*** Opening Provided data ***

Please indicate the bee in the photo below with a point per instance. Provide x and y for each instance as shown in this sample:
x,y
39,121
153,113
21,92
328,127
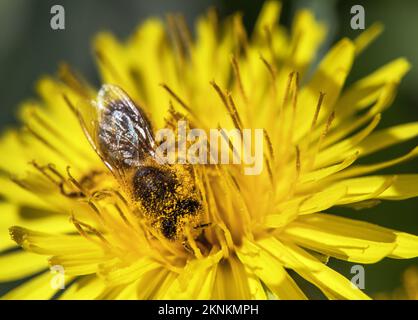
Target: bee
x,y
122,135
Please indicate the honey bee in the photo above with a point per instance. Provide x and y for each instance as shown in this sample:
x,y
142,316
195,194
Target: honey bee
x,y
121,134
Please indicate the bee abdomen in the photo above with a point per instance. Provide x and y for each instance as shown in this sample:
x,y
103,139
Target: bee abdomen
x,y
153,187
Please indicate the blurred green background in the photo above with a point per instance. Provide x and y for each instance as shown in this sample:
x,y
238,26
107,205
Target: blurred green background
x,y
29,48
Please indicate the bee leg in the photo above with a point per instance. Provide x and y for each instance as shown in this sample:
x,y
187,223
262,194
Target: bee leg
x,y
203,225
187,247
88,180
71,194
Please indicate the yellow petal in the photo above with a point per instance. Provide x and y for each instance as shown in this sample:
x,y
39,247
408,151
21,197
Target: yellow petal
x,y
38,288
196,281
233,281
342,238
270,271
51,244
364,169
367,36
19,264
406,246
118,274
86,288
330,282
328,78
379,187
388,137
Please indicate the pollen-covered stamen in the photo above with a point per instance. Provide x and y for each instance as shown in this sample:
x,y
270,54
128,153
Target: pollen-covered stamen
x,y
273,74
238,78
87,231
178,99
241,34
180,35
317,148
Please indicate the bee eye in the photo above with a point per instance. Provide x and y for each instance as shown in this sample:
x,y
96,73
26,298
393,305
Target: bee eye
x,y
168,228
187,206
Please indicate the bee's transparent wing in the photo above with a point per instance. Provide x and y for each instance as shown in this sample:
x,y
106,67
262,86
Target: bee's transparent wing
x,y
117,129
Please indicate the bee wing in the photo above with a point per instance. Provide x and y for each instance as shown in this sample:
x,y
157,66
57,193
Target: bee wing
x,y
118,130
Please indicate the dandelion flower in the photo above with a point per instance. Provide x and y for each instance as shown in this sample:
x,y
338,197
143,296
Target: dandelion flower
x,y
62,205
408,290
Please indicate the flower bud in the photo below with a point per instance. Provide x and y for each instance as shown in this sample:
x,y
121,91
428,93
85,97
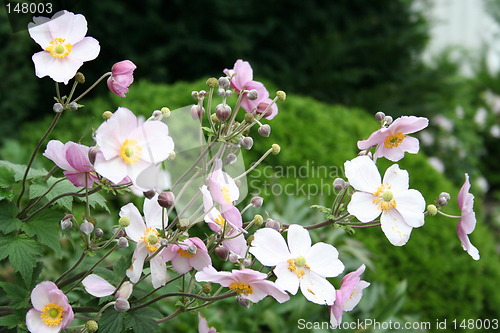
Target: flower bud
x,y
432,210
122,242
379,116
281,95
91,325
79,77
339,184
273,224
275,149
264,130
221,252
223,112
57,107
224,82
122,305
212,82
252,95
125,290
166,199
106,115
86,227
257,201
124,221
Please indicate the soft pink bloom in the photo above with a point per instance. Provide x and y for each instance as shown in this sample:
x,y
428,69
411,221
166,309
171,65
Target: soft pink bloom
x,y
182,260
122,76
348,296
467,221
51,311
248,283
144,232
73,158
65,47
299,263
402,209
129,146
392,142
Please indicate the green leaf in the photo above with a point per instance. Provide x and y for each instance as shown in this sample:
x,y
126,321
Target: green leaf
x,y
111,321
8,221
23,254
45,226
18,296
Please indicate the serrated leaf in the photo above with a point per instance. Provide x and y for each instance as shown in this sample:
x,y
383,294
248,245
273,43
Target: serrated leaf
x,y
8,221
45,226
23,254
111,321
18,296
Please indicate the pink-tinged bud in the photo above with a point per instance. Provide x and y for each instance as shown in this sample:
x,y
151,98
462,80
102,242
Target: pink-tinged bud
x,y
223,112
166,199
264,130
125,290
197,112
122,76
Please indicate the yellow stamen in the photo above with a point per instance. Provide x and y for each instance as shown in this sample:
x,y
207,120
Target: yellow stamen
x,y
58,49
241,288
130,151
394,140
52,314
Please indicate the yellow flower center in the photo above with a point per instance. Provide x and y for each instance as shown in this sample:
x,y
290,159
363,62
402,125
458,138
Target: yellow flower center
x,y
394,140
130,151
297,266
384,198
52,314
151,239
58,49
241,288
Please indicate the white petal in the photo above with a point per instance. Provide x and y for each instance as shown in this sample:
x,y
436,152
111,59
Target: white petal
x,y
411,205
395,228
362,174
363,207
395,177
323,260
269,247
299,240
317,289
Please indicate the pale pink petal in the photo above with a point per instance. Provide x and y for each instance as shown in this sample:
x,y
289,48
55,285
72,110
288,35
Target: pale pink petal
x,y
395,228
323,259
269,247
362,174
299,240
97,286
363,207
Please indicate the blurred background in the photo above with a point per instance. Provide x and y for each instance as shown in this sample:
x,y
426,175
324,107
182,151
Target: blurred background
x,y
339,62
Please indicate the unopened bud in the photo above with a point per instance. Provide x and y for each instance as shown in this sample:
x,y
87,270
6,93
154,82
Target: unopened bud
x,y
264,130
122,242
166,199
122,305
106,115
432,210
252,95
281,95
79,77
339,184
57,107
124,221
379,116
91,325
212,82
257,201
223,112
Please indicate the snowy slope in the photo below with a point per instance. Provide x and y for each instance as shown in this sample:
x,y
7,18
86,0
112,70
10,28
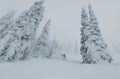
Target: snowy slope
x,y
57,69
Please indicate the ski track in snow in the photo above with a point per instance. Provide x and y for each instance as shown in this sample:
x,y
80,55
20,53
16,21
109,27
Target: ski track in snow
x,y
57,69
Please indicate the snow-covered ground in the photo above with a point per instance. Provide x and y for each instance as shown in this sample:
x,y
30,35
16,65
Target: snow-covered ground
x,y
57,69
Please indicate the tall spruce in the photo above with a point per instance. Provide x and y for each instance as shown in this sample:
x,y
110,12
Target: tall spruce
x,y
42,44
23,34
93,49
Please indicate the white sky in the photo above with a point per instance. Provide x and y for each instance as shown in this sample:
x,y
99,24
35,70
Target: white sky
x,y
66,16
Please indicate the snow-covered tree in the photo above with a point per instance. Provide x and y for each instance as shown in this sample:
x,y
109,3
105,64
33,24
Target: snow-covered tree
x,y
54,49
5,29
93,49
23,32
42,44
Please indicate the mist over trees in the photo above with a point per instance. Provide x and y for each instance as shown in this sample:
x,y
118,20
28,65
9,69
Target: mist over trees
x,y
18,41
93,48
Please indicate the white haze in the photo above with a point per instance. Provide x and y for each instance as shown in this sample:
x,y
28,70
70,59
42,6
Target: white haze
x,y
66,17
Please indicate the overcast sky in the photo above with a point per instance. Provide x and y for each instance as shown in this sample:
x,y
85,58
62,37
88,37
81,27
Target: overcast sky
x,y
66,16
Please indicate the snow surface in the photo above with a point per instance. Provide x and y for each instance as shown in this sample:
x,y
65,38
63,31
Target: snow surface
x,y
57,69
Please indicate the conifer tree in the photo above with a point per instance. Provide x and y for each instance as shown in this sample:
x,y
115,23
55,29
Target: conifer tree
x,y
23,34
42,44
93,49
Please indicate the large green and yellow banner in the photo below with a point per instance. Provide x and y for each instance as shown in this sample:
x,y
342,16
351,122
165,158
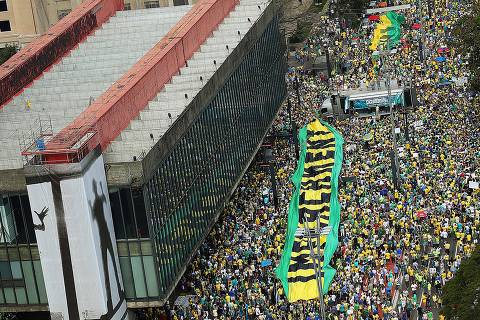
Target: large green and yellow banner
x,y
315,196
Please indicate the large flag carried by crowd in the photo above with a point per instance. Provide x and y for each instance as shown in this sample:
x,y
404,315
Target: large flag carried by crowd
x,y
387,31
315,199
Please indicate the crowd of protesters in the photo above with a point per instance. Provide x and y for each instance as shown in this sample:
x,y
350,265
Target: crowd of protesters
x,y
398,244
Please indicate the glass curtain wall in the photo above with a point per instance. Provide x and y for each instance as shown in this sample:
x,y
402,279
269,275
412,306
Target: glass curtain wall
x,y
134,244
186,192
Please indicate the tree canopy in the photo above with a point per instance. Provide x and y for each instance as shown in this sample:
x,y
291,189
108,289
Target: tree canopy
x,y
461,295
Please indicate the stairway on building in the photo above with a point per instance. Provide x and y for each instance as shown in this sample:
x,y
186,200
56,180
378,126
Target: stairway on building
x,y
68,88
144,131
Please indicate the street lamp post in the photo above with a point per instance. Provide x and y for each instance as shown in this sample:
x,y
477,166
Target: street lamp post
x,y
395,166
316,255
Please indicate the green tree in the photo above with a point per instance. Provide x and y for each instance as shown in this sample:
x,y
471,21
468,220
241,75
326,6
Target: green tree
x,y
466,38
461,295
7,52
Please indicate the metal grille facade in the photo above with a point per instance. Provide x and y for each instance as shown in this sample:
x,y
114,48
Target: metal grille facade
x,y
189,188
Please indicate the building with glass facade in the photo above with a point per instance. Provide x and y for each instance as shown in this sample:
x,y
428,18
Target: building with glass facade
x,y
161,218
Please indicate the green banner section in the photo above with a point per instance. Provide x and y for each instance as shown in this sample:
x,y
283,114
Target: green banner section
x,y
314,201
388,30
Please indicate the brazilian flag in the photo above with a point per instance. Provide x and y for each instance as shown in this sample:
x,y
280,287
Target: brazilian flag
x,y
315,195
387,30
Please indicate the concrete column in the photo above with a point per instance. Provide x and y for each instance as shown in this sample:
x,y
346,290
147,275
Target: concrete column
x,y
76,240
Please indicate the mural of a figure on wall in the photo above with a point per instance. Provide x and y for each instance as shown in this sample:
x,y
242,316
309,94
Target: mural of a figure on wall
x,y
106,247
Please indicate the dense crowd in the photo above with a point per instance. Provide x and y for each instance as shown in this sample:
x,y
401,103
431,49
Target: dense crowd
x,y
397,244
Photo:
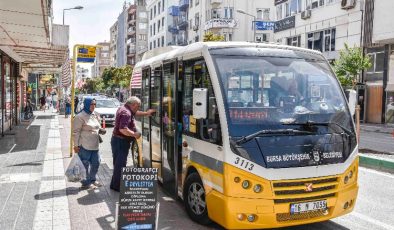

*** Closing Provided data ***

Requirement ::
Lines containing the word "below": how many are there in the data above? Reply with only that number.

Reply to the exercise ::
4